これが首位のチームの強さなのか? それともヤクルトを苦手にする広島の相性なのか? 3回に追いつき、4回に勝ち越したはずの広島だが、ヤクルトの一発攻勢であっさりと逆転負け。広島がヤクルトに勝てない理由が満載した試合だった。

勝てない理由の1番手に、主砲・村上に対しての攻め方が挙げられる。連戦の初戦であり、重要なのが最初の打席になる。村上のような強打者に対し、連戦初戦の第1打席には「内角を攻めるぞ」という意識付けが大事になる。

それが初球に内角のカットが見逃しストライク。2球目が内角のカーブがワンバウンドでボール。そして3球目はやや外めのスライダーをホームラン。内角へは投げているが、どれもホームベース上の球であり、厳しい内角攻めではなかった。

13本目の被本塁打となり、中日と並んで最多タイ。どちらの球団も死球はなし。ぶつければいいというものではないが、攻め方が甘いといわれても仕方がない。第4打席は内角高めのボールゾーンへ真っすぐを投げ込み、空振り三振に打ち取っているが、打たれたから内角を攻めるのでは遅い。第1打席こそ、このような攻めが必要で「内角への意識」を高めておかなければいけない。

攻撃陣も強打のヤクルト打線に打ち勝つ「覚悟」が足りない。3回無死二塁、8番打者の上本は進塁打を狙ったバッティングをし、狙い通りセカンドゴロで走者を進めた。次打者の大瀬良がセンター前にポテンヒットを放って同点に追い付いたが、上本はもっと攻撃的なバッティングをしてほしい。初球から右打ちを狙っていたが、次打者は投手であり、まだ3回の序盤だった。得点圏の走者は自分で返すつもりで、ヒット狙いでよかった。

____________

_課題 1:_ リストのうち、「pin: the black van, one」を含む行からリストの最後の行までを、空行を省いて番号付きの一覧の形で表してください。画像を示す行は答えに入れないでください。
広島対ヤクルト戦の記事と、このあとのリストは、互いに関係がありません。

_データ抜粋:_
____________

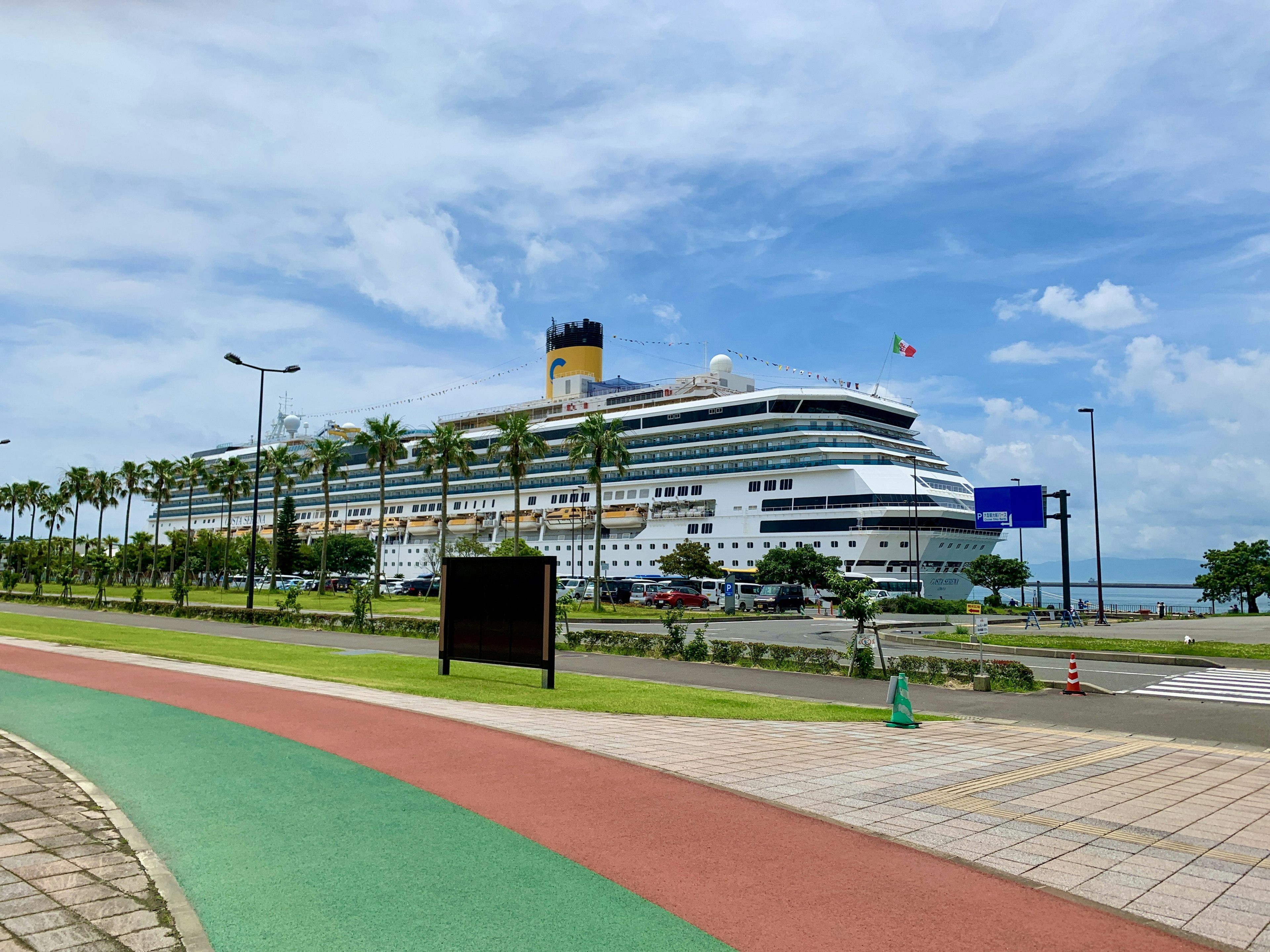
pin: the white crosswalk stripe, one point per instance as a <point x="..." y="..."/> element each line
<point x="1236" y="685"/>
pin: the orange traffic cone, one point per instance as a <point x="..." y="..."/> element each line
<point x="1074" y="680"/>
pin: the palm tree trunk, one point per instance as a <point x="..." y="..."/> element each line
<point x="274" y="540"/>
<point x="154" y="567"/>
<point x="516" y="516"/>
<point x="325" y="534"/>
<point x="445" y="508"/>
<point x="127" y="516"/>
<point x="599" y="511"/>
<point x="190" y="527"/>
<point x="74" y="534"/>
<point x="229" y="520"/>
<point x="379" y="542"/>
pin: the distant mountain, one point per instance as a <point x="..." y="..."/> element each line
<point x="1167" y="571"/>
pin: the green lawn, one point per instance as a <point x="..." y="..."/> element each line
<point x="416" y="676"/>
<point x="411" y="606"/>
<point x="1142" y="647"/>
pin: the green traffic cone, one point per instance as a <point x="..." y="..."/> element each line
<point x="901" y="710"/>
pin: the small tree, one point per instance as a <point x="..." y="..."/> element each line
<point x="691" y="560"/>
<point x="285" y="539"/>
<point x="992" y="572"/>
<point x="798" y="567"/>
<point x="1241" y="571"/>
<point x="512" y="546"/>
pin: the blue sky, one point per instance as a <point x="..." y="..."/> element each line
<point x="1058" y="205"/>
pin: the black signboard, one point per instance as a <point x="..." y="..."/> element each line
<point x="498" y="611"/>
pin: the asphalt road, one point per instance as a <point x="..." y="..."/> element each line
<point x="1244" y="725"/>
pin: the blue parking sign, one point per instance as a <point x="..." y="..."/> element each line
<point x="1010" y="508"/>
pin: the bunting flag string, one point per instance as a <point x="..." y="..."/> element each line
<point x="426" y="397"/>
<point x="785" y="367"/>
<point x="663" y="343"/>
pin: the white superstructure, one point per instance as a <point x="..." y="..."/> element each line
<point x="713" y="460"/>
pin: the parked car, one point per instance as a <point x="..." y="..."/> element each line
<point x="779" y="598"/>
<point x="613" y="591"/>
<point x="680" y="597"/>
<point x="642" y="592"/>
<point x="423" y="586"/>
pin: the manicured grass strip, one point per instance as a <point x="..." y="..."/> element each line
<point x="412" y="606"/>
<point x="1142" y="647"/>
<point x="417" y="676"/>
<point x="286" y="849"/>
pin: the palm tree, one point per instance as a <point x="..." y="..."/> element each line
<point x="55" y="507"/>
<point x="446" y="447"/>
<point x="516" y="446"/>
<point x="11" y="497"/>
<point x="327" y="456"/>
<point x="133" y="478"/>
<point x="75" y="485"/>
<point x="233" y="476"/>
<point x="384" y="441"/>
<point x="599" y="444"/>
<point x="277" y="464"/>
<point x="103" y="493"/>
<point x="160" y="478"/>
<point x="191" y="470"/>
<point x="32" y="492"/>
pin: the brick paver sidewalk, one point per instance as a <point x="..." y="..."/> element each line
<point x="68" y="880"/>
<point x="1178" y="833"/>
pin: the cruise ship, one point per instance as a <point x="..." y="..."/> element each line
<point x="714" y="460"/>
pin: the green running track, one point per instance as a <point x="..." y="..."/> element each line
<point x="286" y="849"/>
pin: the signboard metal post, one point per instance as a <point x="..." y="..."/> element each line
<point x="498" y="611"/>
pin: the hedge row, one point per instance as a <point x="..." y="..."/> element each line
<point x="323" y="621"/>
<point x="820" y="660"/>
<point x="938" y="671"/>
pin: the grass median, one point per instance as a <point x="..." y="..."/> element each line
<point x="412" y="606"/>
<point x="416" y="676"/>
<point x="1138" y="647"/>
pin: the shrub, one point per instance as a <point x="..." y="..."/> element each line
<point x="727" y="652"/>
<point x="864" y="662"/>
<point x="698" y="649"/>
<point x="1013" y="673"/>
<point x="912" y="605"/>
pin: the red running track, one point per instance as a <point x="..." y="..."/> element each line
<point x="754" y="875"/>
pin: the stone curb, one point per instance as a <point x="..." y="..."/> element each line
<point x="1183" y="660"/>
<point x="186" y="920"/>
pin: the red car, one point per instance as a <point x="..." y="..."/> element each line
<point x="680" y="598"/>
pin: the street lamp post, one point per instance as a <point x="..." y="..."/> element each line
<point x="1098" y="544"/>
<point x="1023" y="589"/>
<point x="256" y="491"/>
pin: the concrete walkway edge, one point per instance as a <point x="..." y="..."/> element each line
<point x="186" y="920"/>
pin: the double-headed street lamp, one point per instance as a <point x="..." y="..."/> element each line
<point x="256" y="492"/>
<point x="1098" y="545"/>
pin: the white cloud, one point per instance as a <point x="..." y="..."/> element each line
<point x="1024" y="352"/>
<point x="1000" y="411"/>
<point x="667" y="314"/>
<point x="1107" y="308"/>
<point x="408" y="262"/>
<point x="540" y="253"/>
<point x="1015" y="306"/>
<point x="1229" y="393"/>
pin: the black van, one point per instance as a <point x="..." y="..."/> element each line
<point x="427" y="586"/>
<point x="778" y="598"/>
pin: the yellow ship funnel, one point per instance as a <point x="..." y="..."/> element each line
<point x="574" y="348"/>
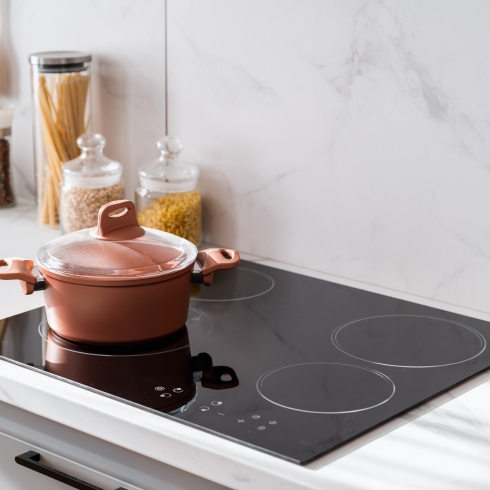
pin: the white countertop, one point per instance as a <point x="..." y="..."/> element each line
<point x="444" y="444"/>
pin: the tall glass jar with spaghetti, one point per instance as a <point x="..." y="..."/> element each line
<point x="166" y="197"/>
<point x="62" y="112"/>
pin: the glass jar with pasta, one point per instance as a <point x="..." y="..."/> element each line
<point x="62" y="112"/>
<point x="166" y="197"/>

____________

_課題 2:_ 広島対ヤクルト戦の記事を、全文そのまま抜き出してください。

_期待する出力 1:_
1. pin: the black van, one point per instance as a <point x="..." y="..."/> element each line
2. <point x="427" y="586"/>
3. <point x="778" y="598"/>
4. pin: the yellow ship funnel, one point per instance as a <point x="..." y="..."/> element each line
5. <point x="574" y="348"/>
6. pin: the white countertop, one point per instance as a <point x="..." y="..."/> element each line
7. <point x="444" y="444"/>
8. pin: the tall glass jar with spaghetti, one point per instance as a <point x="..." y="..."/> element each line
9. <point x="166" y="197"/>
10. <point x="62" y="112"/>
11. pin: the glass jar with pasta, one point per instance as a <point x="..." y="..."/> element each line
12. <point x="62" y="112"/>
13. <point x="166" y="197"/>

_期待する出力 2:_
これが首位のチームの強さなのか? それともヤクルトを苦手にする広島の相性なのか? 3回に追いつき、4回に勝ち越したはずの広島だが、ヤクルトの一発攻勢であっさりと逆転負け。広島がヤクルトに勝てない理由が満載した試合だった。

勝てない理由の1番手に、主砲・村上に対しての攻め方が挙げられる。連戦の初戦であり、重要なのが最初の打席になる。村上のような強打者に対し、連戦初戦の第1打席には「内角を攻めるぞ」という意識付けが大事になる。

それが初球に内角のカットが見逃しストライク。2球目が内角のカーブがワンバウンドでボール。そして3球目はやや外めのスライダーをホームラン。内角へは投げているが、どれもホームベース上の球であり、厳しい内角攻めではなかった。

13本目の被本塁打となり、中日と並んで最多タイ。どちらの球団も死球はなし。ぶつければいいというものではないが、攻め方が甘いといわれても仕方がない。第4打席は内角高めのボールゾーンへ真っすぐを投げ込み、空振り三振に打ち取っているが、打たれたから内角を攻めるのでは遅い。第1打席こそ、このような攻めが必要で「内角への意識」を高めておかなければいけない。

攻撃陣も強打のヤクルト打線に打ち勝つ「覚悟」が足りない。3回無死二塁、8番打者の上本は進塁打を狙ったバッティングをし、狙い通りセカンドゴロで走者を進めた。次打者の大瀬良がセンター前にポテンヒットを放って同点に追い付いたが、上本はもっと攻撃的なバッティングをしてほしい。初球から右打ちを狙っていたが、次打者は投手であり、まだ3回の序盤だった。得点圏の走者は自分で返すつもりで、ヒット狙いでよかった。